▶ Exercise requirements
Update the essay on identifying as an alcoholic: rewrite it beginning at the words "I am definitely" and stopping after "do anything else.", with "booze" changed to "alcohol".

BEGIN Document excerpt

I would like to start this off by saying that I believe one hundred percent that how anyone identifies with (or without) regard to alcohol is a personal decision. And I respect each person's right to choose what works or doesn't work for them. My core belief is that recovery is a WIDE ASS ROAD - there is room for all of us, and it is not a one-size-fits-all deal. Live and let live, love for all.

That being said, lately I have been reading different pieces discussing the term "alcoholic" as a way of identifying - and I am learning that there are a lot of people out there who reject this label, do not identify with this label, or are against any type of label whatsoever. It is fascinating to me that all of us in recovery start from common ground (alcohol was negatively affecting us - I think we can all agree upon that?), but end up in so many different places when we define what that means for us and what works for us in terms of healing / recovery.

I am definitely an alcoholic. I have the disease of alcoholism. What that means for me is that I cannot drink in safety. Until I found recovery, I had both a physical craving and a mental obsession with booze, and there was no power on earth that was going to stop me from getting my fix. No amount of booze was ever enough. I always wanted more. At the end of my drinking, I was physically addicted. But it didn't start out that way. Outwardly, my drinking was "socially acceptable" for a really long time. And I wasn't physically addicted until the last year or two. I drank for 16 years before I got to that point. BUT I believe I drank alcoholically from the very start. I drank to shut off the noise in my head, to numb my feelings, when I was happy, when I was angry, when I was upset, when I was bored, because I didn't know what else to do, or because I didn't want to do anything else.

END Document excerpt
BEGIN Supplied information

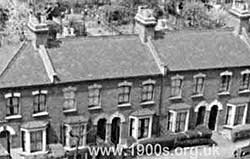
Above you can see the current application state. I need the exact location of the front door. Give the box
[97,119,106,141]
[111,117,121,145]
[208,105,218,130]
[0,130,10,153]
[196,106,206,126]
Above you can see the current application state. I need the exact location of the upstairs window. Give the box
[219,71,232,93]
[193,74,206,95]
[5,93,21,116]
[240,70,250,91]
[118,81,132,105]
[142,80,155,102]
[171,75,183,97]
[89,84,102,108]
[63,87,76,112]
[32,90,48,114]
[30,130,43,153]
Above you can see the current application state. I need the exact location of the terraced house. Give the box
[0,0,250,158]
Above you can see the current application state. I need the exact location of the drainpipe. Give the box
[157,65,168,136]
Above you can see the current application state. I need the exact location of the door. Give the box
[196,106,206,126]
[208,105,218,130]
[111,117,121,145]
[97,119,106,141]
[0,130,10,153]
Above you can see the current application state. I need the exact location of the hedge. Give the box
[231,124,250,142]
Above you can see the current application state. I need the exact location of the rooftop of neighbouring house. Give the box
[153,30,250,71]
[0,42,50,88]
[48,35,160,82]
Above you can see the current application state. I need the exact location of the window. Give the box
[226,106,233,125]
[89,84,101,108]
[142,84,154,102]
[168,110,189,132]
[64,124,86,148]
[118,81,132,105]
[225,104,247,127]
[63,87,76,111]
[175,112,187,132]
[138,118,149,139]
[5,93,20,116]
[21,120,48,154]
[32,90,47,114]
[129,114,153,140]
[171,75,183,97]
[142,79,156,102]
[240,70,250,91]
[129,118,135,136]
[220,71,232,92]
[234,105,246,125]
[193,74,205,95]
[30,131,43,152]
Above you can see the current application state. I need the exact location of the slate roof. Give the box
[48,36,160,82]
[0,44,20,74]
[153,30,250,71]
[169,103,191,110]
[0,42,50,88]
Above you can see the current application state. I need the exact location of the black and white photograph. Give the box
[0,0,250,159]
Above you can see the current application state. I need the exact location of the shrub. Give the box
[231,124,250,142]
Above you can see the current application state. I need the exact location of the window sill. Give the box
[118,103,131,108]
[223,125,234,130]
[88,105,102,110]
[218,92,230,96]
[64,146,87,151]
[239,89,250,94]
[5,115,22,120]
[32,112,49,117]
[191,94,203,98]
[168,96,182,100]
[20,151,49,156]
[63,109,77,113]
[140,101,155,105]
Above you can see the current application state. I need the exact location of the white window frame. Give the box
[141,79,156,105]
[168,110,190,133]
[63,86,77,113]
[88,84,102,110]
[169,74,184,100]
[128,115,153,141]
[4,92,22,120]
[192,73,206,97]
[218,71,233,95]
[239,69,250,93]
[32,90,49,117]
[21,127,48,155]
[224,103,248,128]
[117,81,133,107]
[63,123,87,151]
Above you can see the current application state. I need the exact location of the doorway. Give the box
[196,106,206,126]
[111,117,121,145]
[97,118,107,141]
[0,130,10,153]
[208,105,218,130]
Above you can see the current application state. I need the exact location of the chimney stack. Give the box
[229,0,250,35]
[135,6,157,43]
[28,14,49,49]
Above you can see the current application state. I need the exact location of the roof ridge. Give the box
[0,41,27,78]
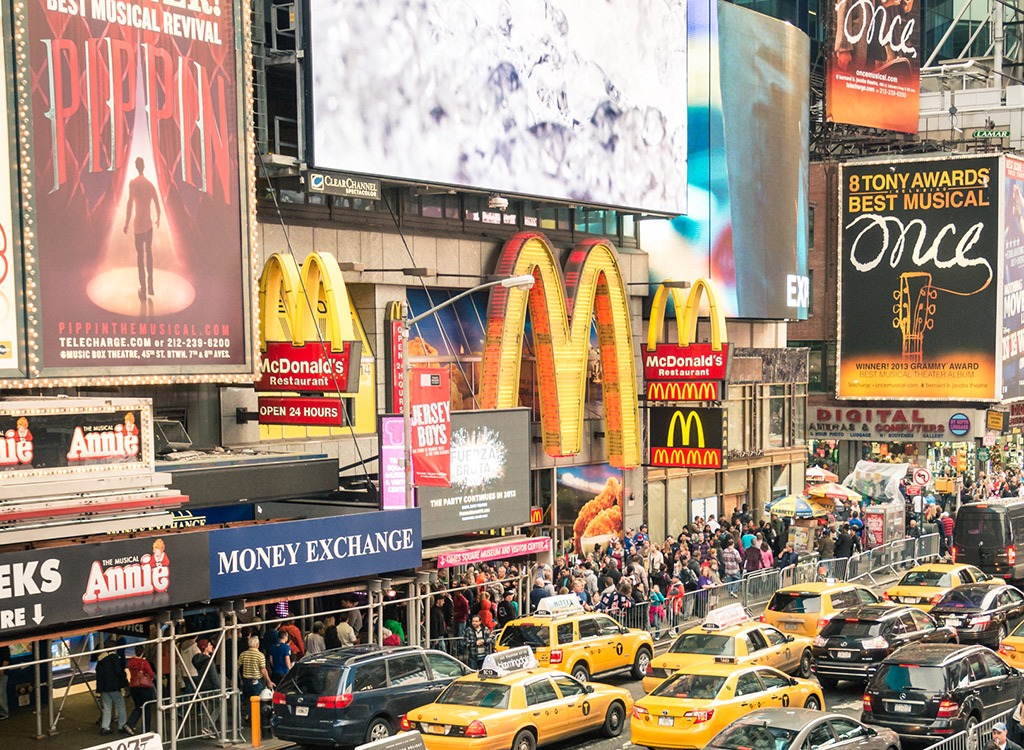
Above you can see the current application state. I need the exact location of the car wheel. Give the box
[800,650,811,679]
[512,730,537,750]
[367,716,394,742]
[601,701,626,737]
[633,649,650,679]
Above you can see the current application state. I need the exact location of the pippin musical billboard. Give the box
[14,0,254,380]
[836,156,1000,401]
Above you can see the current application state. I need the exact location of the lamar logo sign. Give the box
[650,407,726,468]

END Supplied information

▶ Response below
I am definitely an alcoholic. I have the disease of alcoholism. What that means for me is that I cannot drink in safety. Until I found recovery, I had both a physical craving and a mental obsession with alcohol, and there was no power on earth that was going to stop me from getting my fix. No amount of alcohol was ever enough. I always wanted more. At the end of my drinking, I was physically addicted. But it didn't start out that way. Outwardly, my drinking was "socially acceptable" for a really long time. And I wasn't physically addicted until the last year or two. I drank for 16 years before I got to that point. BUT I believe I drank alcoholically from the very start. I drank to shut off the noise in my head, to numb my feelings, when I was happy, when I was angry, when I was upset, when I was bored, because I didn't know what else to do, or because I didn't want to do anything else.